— Problems to work on —
1 > In the Pete Wishart column below, repeat everything from "The Perth and" down to "about his neutrality.".
2 > Answer these questions using the Pete Wishart column below:
(a) Which constituency does Pete Wishart represent as an MP?
(b) What did one fellow Nationalist call him?
(c) In what year was he accused of playing a role in silencing Stephen Daisley?

— Selection —
## start
Sticks and stones – and one in the aye for SNP troll Pete…
By Graham Grant
ONE of the great disappointments of recent times for me was being blocked on Twitter by SNP MP Pete Wishart.
True, I had more than once criticised him for his social media output – a steady stream of bilious, ill-advised or abusive content.
Even so, it was tough to bear being deprived of his musings, so I only found out about his travails over the past few days from others lucky enough to be able to view his tweets.
And what a tale of woe he outlined: he has been subjected to a volley of online attacks from fellow Nationalists, with one rather unsportingly calling him an ‘Etonian boot licker’.
Mr Wishart confessed that he had been taken aback by the ‘vehemence’ of people he presumed were political colleagues – and admitted the Yes campaign had a problem with online abuse.
The Perth and North Perthshire MP wrote about the attacks on his blog in an article entitled: ‘We must conduct our debate with respect.’
He said: ‘It would be easy to dismiss this as “just Twitter”, but I know that environment reasonably well and I have to conclude we might have an issue and difficulty in our movement.’
Few would disagree with his sagacity when he pointed out that ‘shouting people down, name-calling and misrepresenting people’s views will not help anybody’.
‘If this happens,’ he warned, ‘people with legitimate views will be silenced and discouraged in coming forward with their own views.’
If you haven’t already pinched yourself, now might be a good time.
For this is indeed the same Pete Wishart who was accused of playing a role in the silencing of the then STV digital politics and comment editor Stephen Daisley back in 2016, after raising concern about his neutrality.
## end
— Extracted data entries —
## start
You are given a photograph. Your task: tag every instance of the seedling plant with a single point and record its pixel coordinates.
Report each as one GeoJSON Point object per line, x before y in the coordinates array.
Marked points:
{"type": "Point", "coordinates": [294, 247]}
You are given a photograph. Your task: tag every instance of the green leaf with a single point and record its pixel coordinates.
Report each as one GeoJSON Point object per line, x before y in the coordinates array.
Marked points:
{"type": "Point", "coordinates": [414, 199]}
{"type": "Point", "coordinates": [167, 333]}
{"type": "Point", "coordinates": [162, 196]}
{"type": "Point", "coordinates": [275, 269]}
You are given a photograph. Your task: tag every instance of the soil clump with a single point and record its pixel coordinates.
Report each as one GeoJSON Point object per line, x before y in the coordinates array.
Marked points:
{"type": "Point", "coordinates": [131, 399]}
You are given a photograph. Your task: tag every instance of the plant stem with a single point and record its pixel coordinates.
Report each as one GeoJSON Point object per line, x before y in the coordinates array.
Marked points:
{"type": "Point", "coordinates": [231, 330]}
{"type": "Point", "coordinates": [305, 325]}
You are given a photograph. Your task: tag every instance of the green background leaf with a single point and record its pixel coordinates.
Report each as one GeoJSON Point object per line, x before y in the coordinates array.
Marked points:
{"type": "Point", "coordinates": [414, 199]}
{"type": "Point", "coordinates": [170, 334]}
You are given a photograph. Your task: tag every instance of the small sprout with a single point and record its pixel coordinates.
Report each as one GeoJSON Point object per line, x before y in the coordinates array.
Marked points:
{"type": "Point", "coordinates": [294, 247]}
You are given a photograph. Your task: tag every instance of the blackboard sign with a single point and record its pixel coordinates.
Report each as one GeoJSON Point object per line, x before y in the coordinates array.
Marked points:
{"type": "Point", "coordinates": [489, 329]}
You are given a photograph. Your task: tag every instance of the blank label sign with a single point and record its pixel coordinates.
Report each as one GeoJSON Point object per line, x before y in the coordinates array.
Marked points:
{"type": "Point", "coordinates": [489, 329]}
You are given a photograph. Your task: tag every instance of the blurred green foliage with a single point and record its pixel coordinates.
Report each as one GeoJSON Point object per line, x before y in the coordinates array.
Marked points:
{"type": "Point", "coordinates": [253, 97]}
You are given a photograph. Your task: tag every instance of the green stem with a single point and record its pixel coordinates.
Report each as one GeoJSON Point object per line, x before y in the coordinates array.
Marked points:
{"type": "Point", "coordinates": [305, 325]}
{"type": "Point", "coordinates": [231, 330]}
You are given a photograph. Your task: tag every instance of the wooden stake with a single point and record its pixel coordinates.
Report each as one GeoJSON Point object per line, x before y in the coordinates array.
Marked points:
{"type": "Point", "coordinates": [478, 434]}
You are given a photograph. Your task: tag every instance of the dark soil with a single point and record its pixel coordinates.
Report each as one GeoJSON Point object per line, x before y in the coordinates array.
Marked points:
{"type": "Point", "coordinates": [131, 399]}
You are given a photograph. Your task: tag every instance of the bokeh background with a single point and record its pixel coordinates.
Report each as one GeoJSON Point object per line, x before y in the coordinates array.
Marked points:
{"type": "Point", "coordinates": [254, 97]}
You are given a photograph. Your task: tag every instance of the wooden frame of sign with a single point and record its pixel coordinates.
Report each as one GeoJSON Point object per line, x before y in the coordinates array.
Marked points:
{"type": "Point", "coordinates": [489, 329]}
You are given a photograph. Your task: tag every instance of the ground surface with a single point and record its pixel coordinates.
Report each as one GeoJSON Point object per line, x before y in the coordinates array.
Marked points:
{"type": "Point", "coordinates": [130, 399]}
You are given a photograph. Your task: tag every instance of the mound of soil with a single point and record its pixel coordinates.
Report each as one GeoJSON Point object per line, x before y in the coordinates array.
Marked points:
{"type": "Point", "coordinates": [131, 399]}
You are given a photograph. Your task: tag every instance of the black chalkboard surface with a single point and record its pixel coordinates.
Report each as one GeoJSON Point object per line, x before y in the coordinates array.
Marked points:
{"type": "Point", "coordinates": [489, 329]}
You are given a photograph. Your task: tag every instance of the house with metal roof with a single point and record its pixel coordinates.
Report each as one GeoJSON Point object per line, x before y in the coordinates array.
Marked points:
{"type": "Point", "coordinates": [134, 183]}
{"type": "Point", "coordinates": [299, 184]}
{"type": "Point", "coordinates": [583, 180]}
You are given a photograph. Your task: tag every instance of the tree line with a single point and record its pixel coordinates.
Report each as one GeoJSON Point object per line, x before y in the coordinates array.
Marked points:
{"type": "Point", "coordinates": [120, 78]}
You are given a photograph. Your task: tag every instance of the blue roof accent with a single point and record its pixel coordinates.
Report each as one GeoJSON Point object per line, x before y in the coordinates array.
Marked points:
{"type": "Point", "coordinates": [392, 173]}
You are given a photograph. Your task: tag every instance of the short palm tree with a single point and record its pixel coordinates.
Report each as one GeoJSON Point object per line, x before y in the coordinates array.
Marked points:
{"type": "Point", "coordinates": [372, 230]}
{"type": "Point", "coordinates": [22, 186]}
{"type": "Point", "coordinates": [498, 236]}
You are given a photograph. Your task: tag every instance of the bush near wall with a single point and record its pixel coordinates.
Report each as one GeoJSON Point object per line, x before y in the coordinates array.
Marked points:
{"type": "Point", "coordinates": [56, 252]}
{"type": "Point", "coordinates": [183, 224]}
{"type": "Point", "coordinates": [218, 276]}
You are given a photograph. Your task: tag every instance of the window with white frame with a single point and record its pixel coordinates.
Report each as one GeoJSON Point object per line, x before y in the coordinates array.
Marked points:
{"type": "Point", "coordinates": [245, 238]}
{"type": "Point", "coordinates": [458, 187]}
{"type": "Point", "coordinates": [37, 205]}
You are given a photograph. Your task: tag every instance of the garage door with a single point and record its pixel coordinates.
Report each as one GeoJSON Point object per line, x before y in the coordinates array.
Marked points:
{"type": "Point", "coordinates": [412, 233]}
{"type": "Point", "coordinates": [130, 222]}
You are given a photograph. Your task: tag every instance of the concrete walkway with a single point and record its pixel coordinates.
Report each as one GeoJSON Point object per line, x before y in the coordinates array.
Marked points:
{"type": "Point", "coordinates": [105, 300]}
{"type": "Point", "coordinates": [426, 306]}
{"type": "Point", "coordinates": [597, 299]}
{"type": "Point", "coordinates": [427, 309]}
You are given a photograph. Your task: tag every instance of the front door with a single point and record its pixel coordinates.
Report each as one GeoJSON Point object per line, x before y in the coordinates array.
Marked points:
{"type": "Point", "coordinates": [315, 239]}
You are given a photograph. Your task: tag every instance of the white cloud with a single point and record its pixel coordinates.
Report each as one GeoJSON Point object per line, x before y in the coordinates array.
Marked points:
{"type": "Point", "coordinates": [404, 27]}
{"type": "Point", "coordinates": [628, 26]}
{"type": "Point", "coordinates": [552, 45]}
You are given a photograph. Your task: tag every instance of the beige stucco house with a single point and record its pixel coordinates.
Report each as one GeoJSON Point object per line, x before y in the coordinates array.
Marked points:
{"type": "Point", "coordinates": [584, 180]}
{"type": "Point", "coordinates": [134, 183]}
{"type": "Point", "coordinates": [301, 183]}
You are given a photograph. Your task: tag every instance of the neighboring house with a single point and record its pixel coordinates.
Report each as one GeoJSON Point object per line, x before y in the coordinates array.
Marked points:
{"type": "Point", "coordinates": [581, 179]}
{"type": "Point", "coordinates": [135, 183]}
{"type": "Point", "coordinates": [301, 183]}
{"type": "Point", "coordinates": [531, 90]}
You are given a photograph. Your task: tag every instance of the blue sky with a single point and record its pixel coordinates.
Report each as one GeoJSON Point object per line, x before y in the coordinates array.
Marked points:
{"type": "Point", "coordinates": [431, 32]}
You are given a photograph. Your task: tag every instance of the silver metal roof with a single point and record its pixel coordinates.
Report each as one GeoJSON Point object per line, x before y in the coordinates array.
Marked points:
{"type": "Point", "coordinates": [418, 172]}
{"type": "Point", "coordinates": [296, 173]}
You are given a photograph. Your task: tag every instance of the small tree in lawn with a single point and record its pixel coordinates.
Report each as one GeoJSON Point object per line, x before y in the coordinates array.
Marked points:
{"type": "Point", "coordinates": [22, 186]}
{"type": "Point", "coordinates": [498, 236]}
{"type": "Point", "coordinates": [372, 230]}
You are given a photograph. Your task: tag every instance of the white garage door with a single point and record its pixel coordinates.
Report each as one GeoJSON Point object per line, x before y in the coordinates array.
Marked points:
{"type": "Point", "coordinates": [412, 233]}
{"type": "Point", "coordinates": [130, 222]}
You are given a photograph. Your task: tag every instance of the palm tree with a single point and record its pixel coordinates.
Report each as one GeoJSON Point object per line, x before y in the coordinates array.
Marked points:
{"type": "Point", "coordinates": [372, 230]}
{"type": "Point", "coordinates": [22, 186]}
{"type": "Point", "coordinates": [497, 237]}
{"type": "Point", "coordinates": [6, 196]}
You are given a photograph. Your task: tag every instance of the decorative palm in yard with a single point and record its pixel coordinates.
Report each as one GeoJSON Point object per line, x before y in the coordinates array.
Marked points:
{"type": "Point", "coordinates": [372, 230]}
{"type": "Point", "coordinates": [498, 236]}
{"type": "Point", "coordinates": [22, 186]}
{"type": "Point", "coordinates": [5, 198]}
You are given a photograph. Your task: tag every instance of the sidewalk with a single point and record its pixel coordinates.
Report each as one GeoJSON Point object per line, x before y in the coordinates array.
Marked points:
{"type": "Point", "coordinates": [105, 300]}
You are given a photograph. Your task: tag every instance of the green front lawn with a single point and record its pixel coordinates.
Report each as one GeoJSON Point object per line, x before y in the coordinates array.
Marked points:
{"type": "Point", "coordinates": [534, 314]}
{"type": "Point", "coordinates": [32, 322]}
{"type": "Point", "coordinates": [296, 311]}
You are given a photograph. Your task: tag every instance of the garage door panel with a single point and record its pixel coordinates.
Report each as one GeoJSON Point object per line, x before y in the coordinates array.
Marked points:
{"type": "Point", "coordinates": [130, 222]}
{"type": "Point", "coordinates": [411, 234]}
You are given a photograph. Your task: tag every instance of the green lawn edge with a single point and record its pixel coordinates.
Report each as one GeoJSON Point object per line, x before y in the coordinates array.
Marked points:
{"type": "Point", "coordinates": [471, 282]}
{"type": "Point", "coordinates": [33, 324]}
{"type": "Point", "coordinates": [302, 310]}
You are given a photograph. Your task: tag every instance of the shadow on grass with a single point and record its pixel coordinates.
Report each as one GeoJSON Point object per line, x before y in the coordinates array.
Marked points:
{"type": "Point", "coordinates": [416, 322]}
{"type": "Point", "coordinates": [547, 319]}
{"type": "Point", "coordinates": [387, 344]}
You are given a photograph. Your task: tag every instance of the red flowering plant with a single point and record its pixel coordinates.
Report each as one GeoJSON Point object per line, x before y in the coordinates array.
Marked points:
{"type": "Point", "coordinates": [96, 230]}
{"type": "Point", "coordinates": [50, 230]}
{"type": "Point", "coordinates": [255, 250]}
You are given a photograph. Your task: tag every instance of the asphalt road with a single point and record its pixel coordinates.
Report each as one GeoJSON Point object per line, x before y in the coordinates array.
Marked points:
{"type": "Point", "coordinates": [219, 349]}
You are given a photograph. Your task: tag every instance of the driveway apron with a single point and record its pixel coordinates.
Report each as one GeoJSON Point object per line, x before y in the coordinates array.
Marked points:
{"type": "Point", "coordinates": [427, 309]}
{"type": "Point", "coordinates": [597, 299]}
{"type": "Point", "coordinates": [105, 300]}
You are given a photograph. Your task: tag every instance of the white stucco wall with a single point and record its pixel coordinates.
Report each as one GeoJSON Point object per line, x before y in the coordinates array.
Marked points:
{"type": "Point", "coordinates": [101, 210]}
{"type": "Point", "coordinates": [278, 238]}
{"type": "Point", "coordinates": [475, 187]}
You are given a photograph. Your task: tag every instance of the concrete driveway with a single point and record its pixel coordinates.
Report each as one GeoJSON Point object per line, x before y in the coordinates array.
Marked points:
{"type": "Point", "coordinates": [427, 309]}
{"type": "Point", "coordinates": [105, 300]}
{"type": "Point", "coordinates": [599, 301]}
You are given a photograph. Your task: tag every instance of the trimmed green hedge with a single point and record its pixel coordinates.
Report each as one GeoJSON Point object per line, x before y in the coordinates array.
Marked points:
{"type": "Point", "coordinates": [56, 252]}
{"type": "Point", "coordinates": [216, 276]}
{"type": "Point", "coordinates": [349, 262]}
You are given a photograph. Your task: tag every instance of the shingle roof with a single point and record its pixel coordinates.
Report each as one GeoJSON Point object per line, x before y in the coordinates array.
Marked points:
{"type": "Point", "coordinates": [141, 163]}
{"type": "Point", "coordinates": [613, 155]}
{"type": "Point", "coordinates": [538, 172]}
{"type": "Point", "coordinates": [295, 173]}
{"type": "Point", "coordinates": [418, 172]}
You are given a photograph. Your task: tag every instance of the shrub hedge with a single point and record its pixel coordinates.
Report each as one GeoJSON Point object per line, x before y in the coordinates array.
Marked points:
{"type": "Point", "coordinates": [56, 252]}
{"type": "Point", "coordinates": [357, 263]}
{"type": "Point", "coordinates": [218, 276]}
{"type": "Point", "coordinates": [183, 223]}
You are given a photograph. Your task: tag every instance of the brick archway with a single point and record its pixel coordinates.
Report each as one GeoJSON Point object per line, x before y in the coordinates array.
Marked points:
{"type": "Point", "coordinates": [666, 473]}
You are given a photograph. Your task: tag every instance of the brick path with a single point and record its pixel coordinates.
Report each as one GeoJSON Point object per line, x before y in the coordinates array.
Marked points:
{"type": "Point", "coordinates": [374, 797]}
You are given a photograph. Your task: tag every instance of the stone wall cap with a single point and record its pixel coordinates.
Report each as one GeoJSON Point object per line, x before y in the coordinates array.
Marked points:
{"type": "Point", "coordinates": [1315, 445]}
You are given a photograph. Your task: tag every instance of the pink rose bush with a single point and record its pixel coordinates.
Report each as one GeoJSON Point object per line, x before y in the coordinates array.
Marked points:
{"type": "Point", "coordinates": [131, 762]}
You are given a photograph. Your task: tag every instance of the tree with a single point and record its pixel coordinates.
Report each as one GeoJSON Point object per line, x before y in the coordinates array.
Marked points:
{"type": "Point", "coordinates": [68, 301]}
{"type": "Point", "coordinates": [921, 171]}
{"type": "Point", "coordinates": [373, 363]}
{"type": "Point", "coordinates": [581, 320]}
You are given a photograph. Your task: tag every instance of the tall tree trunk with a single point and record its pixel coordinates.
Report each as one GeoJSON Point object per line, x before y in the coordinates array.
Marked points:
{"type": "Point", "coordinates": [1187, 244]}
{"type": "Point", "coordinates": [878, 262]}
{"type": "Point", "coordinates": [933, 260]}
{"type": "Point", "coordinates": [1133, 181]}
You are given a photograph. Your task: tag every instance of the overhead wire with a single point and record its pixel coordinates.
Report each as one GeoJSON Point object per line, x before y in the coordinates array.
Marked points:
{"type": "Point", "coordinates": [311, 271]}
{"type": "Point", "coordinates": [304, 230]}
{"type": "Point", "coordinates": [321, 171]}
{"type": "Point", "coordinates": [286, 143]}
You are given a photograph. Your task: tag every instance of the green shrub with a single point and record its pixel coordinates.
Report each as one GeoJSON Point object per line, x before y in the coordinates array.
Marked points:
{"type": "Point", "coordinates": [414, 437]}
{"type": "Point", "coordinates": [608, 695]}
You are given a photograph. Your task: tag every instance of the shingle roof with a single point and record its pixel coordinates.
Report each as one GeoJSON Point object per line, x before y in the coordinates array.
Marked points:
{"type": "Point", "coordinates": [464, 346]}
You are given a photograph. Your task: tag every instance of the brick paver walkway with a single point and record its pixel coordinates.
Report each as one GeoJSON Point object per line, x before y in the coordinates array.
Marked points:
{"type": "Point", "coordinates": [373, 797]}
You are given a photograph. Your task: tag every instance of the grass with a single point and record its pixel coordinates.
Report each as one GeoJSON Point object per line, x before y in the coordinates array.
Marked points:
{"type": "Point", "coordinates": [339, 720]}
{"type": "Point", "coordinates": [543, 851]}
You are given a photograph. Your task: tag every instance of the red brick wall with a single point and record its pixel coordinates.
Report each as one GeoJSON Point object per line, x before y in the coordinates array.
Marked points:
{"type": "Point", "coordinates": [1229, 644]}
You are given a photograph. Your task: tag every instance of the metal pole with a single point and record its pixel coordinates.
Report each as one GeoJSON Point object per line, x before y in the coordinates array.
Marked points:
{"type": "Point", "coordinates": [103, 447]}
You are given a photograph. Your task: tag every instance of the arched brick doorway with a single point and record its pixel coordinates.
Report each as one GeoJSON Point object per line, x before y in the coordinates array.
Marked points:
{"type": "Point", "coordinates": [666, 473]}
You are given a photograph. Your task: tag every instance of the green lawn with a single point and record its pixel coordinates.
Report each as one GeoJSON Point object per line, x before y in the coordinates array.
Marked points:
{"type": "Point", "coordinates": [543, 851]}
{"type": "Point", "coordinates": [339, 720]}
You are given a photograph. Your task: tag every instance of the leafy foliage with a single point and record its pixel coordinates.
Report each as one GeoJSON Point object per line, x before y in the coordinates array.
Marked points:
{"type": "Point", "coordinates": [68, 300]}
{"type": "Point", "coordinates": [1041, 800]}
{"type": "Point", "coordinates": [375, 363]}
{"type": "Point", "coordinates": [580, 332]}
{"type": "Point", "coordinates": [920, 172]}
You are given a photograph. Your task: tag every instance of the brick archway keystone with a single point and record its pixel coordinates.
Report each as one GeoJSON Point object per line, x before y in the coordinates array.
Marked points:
## end
— Task-by-task answers —
1 >
The Perth and North Perthshire MP wrote about the attacks on his blog in an article entitled: ‘We must conduct our debate with respect.’
He said: ‘It would be easy to dismiss this as “just Twitter”, but I know that environment reasonably well and I have to conclude we might have an issue and difficulty in our movement.’
Few would disagree with his sagacity when he pointed out that ‘shouting people down, name-calling and misrepresenting people’s views will not help anybody’.
‘If this happens,’ he warned, ‘people with legitimate views will be silenced and discouraged in coming forward with their own views.’
If you haven’t already pinched yourself, now might be a good time.
For this is indeed the same Pete Wishart who was accused of playing a role in the silencing of the then STV digital politics and comment editor Stephen Daisley back in 2016, after raising concern about his neutrality.

2 >
(a) Perth and North Perthshire
(b) An "Etonian boot licker"
(c) 2016